- _WORK ITEM_: Search the entries below for the string "When" and copy the lines that hold it.

***** RECORDS FOR THE TASK

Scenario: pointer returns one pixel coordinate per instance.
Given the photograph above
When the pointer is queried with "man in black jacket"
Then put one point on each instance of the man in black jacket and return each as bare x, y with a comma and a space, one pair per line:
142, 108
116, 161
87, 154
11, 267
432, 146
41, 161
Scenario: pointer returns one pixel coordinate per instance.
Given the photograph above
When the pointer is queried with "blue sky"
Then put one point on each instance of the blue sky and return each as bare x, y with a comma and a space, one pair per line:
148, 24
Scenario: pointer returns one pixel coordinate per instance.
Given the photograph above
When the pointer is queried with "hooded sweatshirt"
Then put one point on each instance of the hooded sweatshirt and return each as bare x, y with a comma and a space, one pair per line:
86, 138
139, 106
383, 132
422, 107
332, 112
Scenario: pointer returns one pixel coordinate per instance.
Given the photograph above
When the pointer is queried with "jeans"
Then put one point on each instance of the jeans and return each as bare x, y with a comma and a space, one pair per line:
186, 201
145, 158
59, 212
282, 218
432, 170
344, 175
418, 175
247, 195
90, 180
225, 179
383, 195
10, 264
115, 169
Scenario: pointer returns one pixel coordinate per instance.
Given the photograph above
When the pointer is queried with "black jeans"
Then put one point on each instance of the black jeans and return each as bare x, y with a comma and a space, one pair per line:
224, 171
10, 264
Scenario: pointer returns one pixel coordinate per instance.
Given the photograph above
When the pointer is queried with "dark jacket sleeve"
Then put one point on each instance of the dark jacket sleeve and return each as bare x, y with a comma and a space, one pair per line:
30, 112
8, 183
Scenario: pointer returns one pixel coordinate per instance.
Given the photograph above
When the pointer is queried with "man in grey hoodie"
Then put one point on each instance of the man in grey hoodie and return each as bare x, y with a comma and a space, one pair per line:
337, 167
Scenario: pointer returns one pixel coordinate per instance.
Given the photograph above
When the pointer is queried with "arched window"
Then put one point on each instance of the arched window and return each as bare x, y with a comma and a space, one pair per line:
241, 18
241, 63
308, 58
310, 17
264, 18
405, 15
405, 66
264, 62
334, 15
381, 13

**********

- _OUTPUT FOR THIS EXERCISE_:
When the pointer is queried with "man in black jacket"
When the pointer is queried with "blue sky"
When the pointer is queried with "hooded sweatshirt"
When the pointer is queried with "jeans"
When the pointer is queried with "black jeans"
When the pointer is queried with "dark jacket sleeve"
When the pointer is queried with "man in grey hoodie"
When the pointer is queried with "arched window"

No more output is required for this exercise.